EXCERPTED PASSAGE.
━━━━━━

My maternal grandmother, whose mother was Christian, converted to Judaism in Berlin in 1937.  She was in love with my grandfather, who was Jewish. When he was deported to the Warsaw ghetto, she could have left Germany with the Peruvian visa she had somehow obtained. Instead, she followed him. They escaped from Warsaw before the liquidation of the ghetto and were married in hiding. On Easter Sunday, 1944, they boarded a train to Berlin, carrying false papers. My grandfather figured that Berlin would be the last place the Nazis would be looking for Jews in 1944, and that Easter would be a good day on which to travel. He was right, and here I am today.

What does any of that have to do with Iran? Just that, in the face of overwhelming odds, people don't always do the rational, self-preserving thing. They go to Warsaw instead of Peru. They risk their lives in the streets instead of going to work. Sometimes things work out, and the underdogs win. My existence is proof of that. But a lot of the time people aren't as lucky as my grandparents. David doesn't always win. The tanks roll into Tienanmen. The neighbors turn in Anne Frank. And seemingly mundane decisions separate the times that the underdogs win from the times that they don't.

This relates to the banality of evil that Hannah Arendt wrote about. Evil doesn't always manifest itself in grand conspiracies or random murders. That's too easy. More often, it's just someone doing his or her job. A soldier following orders. A Basij beating up some people in the street. A bureaucrat making sure the trains run on time. When the underdogs win, it's usually because people don't act the way they're expected to. What's happens today in Iran rides on that interaction between people just doing their jobs—cogs in the machine—and people who, because of their frustration and disappointment, are fighting against that machine. A German soldier helped my grandparents escape. Who will help the protesters today? Will the Revolutionary Guards and the Basij slaughter their own people? Or will some—or all—join with the protesters? What would you do?

I know that even if, by some miracle, the soldiers lay down their arms and the protesters win today's confrontation, the Middle East's problems won't be magically fixed. Mousavi isn't some pro-American friend of Israel—far from it. But it's hard to root against the people marching silently though the streets, demanding a vote and a voice. As Peggy Noonan wrote yesterday, "the uprising, as it moves us, reminds us of who we are: lovers of political freedom who are always and irresistibly on the side of the student standing in front of the tank or the demonstrator chanting 'Where is my vote?' in the face of the billy club."

That's why, as much as I understand how counterproductive it would be for President Obama to speak directly in support of the protesters (because it would help Ahmadinejad/Khamenei to paint them as American stooges), I sometimes harbor the secret, selfish wish he would. We keep hearing that this isn't about us—it's about them. That's right, of course, but it's more complicated than that. We identify with the protesters. I know it's overly emotional and solipsistic to get so involved in the political goings-on in Iran while sitting comfortably in America. But I can't help it, and neither, I suspect, can many people around the world. Their calls for justice and freedom have universal resonance. On Friday, President Obama, constrained as he is by political realities and his own temperament, warned the Iranian government about what might or might not happen today:

I am very concerned... that the government of Iran recognize the world is watching, and how they approach and deal with people who are, through peaceful means, trying to be heard will, I think, send a pretty clear signal to the international community about what Iran is - and is not.

I understand Obama's rightly-praised reluctance to hand Ahmadinejad ammunition for his political battle. But if Khamenei cracks down, and the world witnesses another Tiananmen, I doubt that Americans will embrace engagement with the regime. We see too much of ourselves in the protesters. We hope for them. We are watching. If they are murdered, and they very well could be, what will Obama say then?

━━━━━━

Collected data:
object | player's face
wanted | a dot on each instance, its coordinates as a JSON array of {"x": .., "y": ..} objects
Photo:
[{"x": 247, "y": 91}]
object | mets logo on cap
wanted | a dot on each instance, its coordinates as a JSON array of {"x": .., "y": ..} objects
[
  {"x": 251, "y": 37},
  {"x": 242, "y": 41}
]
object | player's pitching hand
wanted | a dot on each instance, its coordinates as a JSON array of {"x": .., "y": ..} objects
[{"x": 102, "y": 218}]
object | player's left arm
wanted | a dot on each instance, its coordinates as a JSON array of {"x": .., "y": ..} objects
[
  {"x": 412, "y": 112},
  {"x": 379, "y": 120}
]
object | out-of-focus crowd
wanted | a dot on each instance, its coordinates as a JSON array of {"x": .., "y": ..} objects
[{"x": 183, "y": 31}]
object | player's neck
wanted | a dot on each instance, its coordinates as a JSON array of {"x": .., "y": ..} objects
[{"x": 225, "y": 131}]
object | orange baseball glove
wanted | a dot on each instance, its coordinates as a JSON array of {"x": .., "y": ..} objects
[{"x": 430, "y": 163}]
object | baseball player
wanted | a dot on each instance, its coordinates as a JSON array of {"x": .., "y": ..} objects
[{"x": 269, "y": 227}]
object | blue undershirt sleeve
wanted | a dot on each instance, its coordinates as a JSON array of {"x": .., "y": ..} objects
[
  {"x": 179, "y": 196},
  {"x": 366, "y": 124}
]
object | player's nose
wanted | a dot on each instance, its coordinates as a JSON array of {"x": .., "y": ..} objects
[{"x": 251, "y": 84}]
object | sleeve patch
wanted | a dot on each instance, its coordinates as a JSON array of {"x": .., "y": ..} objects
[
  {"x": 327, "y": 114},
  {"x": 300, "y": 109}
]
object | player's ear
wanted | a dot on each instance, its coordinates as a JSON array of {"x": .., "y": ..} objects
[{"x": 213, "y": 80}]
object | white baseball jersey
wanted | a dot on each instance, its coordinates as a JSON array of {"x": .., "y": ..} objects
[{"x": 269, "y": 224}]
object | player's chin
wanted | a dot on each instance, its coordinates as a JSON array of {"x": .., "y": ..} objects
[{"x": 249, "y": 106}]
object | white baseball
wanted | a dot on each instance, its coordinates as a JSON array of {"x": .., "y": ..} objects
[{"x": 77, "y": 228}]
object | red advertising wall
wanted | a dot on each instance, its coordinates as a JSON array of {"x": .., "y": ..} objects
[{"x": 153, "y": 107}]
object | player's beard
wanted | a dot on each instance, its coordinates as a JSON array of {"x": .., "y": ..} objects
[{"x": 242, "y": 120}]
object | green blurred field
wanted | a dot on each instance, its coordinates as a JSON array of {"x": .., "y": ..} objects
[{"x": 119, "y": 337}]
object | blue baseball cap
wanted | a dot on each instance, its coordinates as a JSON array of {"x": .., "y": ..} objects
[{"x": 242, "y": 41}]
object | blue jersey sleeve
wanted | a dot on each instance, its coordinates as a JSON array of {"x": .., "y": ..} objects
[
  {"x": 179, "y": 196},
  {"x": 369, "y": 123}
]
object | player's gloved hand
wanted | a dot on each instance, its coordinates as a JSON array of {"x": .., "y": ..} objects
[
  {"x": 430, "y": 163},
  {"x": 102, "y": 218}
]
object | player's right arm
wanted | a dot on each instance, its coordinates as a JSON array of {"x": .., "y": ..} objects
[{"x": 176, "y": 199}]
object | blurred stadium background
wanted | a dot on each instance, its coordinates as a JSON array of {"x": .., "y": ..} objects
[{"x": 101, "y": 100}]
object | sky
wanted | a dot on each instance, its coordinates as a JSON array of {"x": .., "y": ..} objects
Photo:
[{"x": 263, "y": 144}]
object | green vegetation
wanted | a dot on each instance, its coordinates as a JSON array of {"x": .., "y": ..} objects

━━━━━━

EXERCISE A.
Rewrite everything in the essay about the Iran protests from "I am very concerned..." down to "and is not.", replacing "international community" with "whole world".
EXERCISE B.
According to the essay about the Iran protests, where and in what year did the author's maternal grandmother convert to Judaism?
The rows have no connection to the text.

TASK RESPONSE A.
I am very concerned... that the government of Iran recognize the world is watching, and how they approach and deal with people who are, through peaceful means, trying to be heard will, I think, send a pretty clear signal to the whole world about what Iran is - and is not.

TASK RESPONSE B.
In Berlin, in 1937.